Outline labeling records
start
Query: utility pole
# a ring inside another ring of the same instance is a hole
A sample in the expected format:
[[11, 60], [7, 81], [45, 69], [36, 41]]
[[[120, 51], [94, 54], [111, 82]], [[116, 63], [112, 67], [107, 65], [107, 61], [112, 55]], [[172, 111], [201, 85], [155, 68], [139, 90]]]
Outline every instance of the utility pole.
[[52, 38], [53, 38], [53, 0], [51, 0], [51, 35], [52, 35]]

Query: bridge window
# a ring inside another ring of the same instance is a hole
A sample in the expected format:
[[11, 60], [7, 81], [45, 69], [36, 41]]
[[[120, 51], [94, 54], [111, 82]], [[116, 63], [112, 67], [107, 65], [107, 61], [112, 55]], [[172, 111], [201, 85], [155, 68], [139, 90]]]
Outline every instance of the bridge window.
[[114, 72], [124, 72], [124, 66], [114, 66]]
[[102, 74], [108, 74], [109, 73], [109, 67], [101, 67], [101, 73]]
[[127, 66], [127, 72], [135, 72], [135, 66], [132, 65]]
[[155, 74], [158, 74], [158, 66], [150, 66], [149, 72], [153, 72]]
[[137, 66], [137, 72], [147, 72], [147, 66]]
end
start
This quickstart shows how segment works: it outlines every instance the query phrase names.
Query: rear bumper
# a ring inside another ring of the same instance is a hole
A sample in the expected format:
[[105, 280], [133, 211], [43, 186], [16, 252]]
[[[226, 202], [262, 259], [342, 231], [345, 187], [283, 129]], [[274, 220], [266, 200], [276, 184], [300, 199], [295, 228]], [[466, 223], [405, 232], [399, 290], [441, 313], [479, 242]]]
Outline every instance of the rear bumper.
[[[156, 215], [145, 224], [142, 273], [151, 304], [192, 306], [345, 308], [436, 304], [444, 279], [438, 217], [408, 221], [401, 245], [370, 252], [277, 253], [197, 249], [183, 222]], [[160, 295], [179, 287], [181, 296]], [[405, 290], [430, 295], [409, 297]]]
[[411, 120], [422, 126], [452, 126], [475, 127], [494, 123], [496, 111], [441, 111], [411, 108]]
end
_What is asked_
Copy out the lines from the one containing "Query: bridge window" through the one containing "67], [101, 73]]", both included, with no changes.

_Answer to this task_
Query: bridge window
# a ring inside another ring of the same instance is a hole
A sample in the expected format:
[[11, 60], [7, 81], [45, 69], [36, 41]]
[[[120, 51], [94, 54], [111, 82]], [[116, 63], [112, 67], [107, 65], [107, 61], [112, 55]], [[172, 111], [201, 85], [155, 68], [139, 90]]]
Outline every instance of the bridge window.
[[114, 72], [124, 72], [124, 66], [114, 66]]
[[102, 74], [108, 74], [109, 73], [109, 67], [101, 67], [101, 73]]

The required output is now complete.